* SET TASK:
Please rewrite everything in the records below from the line containing "guitar strap in" down to the line containing "<point>248,189</point>", both ends included, keeping every line in that span and shifting each coordinate in the answers by adding 36 to it.

(Saved dataset items)
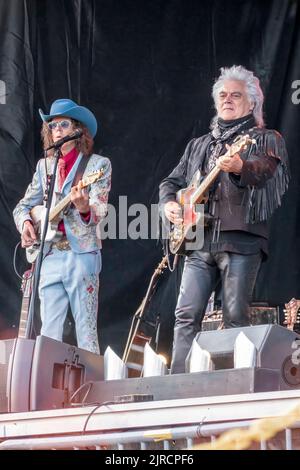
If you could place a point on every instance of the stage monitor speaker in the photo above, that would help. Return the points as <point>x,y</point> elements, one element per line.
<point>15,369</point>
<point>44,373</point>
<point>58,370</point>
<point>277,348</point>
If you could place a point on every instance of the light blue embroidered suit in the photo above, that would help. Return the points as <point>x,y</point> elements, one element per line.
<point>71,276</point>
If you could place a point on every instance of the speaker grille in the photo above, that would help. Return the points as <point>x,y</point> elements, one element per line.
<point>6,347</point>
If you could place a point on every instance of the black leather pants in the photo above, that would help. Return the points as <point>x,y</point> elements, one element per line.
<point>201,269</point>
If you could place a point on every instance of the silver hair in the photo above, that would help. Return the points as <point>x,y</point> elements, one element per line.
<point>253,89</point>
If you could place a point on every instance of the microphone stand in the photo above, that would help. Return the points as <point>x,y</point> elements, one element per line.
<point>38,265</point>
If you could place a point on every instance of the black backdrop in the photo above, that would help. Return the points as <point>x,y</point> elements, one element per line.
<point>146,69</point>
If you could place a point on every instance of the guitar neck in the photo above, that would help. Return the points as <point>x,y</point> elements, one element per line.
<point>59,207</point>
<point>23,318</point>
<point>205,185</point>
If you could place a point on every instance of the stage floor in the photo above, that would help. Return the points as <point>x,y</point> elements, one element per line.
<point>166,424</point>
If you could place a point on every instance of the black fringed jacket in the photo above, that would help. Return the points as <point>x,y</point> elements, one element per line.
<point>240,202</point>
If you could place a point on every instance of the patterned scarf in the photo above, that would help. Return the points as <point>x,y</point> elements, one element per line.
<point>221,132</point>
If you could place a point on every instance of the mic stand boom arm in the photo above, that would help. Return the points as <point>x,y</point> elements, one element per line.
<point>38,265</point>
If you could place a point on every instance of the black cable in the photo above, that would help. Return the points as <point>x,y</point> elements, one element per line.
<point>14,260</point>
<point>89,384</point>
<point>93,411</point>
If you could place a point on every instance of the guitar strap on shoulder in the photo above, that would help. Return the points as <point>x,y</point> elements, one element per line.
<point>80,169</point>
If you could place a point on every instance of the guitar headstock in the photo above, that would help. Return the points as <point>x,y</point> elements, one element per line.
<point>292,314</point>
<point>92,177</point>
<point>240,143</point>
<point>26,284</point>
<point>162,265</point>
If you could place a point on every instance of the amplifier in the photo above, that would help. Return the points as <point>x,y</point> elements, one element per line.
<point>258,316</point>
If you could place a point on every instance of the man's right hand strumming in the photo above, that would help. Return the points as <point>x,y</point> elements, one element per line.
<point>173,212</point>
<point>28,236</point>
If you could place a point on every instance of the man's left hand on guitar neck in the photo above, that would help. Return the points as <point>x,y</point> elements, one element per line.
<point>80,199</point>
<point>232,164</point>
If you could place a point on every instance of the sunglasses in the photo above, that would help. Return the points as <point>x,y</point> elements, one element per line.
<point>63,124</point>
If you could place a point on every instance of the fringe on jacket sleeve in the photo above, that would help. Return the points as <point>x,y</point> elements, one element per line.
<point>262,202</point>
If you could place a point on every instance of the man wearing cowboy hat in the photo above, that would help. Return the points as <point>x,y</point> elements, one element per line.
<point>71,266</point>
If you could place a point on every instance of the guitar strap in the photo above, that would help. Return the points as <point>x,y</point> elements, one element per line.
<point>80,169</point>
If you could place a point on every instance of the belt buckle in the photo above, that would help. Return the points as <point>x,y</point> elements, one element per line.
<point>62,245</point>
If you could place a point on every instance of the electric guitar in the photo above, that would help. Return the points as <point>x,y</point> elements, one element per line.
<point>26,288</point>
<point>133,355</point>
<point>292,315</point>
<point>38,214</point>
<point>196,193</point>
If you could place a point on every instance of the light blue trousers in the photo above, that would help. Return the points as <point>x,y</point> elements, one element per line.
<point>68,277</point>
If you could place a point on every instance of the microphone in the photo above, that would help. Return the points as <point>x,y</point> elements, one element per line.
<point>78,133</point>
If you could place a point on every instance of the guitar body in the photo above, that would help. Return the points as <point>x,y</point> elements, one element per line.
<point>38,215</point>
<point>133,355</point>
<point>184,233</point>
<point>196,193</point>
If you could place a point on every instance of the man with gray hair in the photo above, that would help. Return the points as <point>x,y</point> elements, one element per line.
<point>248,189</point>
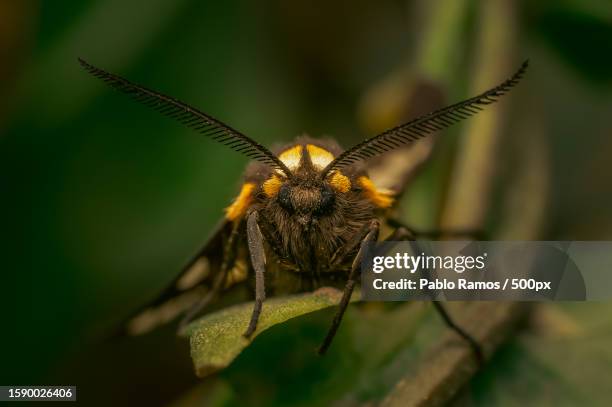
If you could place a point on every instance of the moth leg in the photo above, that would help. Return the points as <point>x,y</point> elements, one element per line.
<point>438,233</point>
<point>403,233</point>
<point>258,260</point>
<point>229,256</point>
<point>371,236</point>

* CORRECT OUTPUT:
If you could place a point on every instance of the guitar strap in the photo above, that would help. Return the points as <point>x,y</point> elements, one element per line.
<point>116,205</point>
If you could place a point on every instance of the belt buckle in the photo above, that would help. Return the points as <point>x,y</point> elements, one element per line.
<point>98,281</point>
If you could place a point on every instance of the electric guitar in the photo above, that would help. Return the points as <point>x,y</point> elements, one element per line.
<point>62,324</point>
<point>169,391</point>
<point>328,351</point>
<point>74,250</point>
<point>232,229</point>
If you could place a point on every instance of the light blue trousers in the photo above, that would help. Return the points as <point>x,y</point> elements, one element per line.
<point>104,313</point>
If you could place a point on every instance of the microphone in the photo above, that would help. Return the points as <point>x,y</point> elements, one element per line.
<point>114,169</point>
If you could place a point on every instance of the guitar body in the photo above, that would help. Return the points as <point>x,y</point> elements, one element per line.
<point>74,251</point>
<point>169,391</point>
<point>220,269</point>
<point>232,229</point>
If you could place a point on every instance of the man with gray hair in the photo above, that would help. Return the points as <point>x,y</point> elements, one element per line.
<point>284,225</point>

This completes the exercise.